Work order: Copy each entry precisely as written, and do not carry over the pictures.

Records drawn from a dataset

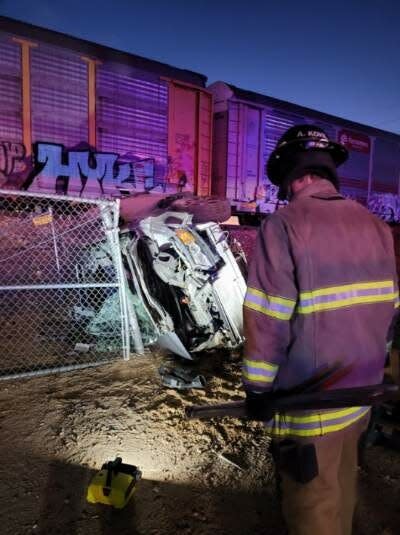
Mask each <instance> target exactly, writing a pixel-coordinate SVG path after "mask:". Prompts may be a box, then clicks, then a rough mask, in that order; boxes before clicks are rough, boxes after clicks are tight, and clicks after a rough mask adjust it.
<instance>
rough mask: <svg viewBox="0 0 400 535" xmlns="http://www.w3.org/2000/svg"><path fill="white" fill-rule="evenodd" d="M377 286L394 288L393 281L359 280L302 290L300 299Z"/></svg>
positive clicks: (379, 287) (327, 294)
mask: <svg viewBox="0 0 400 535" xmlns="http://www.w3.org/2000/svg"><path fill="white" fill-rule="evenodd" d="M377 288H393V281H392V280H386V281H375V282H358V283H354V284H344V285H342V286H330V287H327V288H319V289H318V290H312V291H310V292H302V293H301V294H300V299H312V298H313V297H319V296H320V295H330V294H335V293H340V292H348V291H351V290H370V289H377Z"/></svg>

Exercise result:
Mask each <instance> target exactly, writing a pixel-coordinate SVG path after "mask:". Prompts may be a box, then clicks, then a rough mask, in that order; boxes before clicks are rough, boxes after clicks are tight, and clicks after a rough mask adjust it.
<instance>
rough mask: <svg viewBox="0 0 400 535" xmlns="http://www.w3.org/2000/svg"><path fill="white" fill-rule="evenodd" d="M377 286L394 288L393 281L359 280L302 290L300 299Z"/></svg>
positive clicks: (379, 287) (327, 294)
mask: <svg viewBox="0 0 400 535" xmlns="http://www.w3.org/2000/svg"><path fill="white" fill-rule="evenodd" d="M377 288H393V281H392V280H386V281H375V282H358V283H354V284H344V285H342V286H330V287H327V288H319V289H318V290H312V291H310V292H302V293H301V294H300V299H312V298H313V297H319V296H320V295H330V294H335V293H340V292H348V291H351V290H370V289H377Z"/></svg>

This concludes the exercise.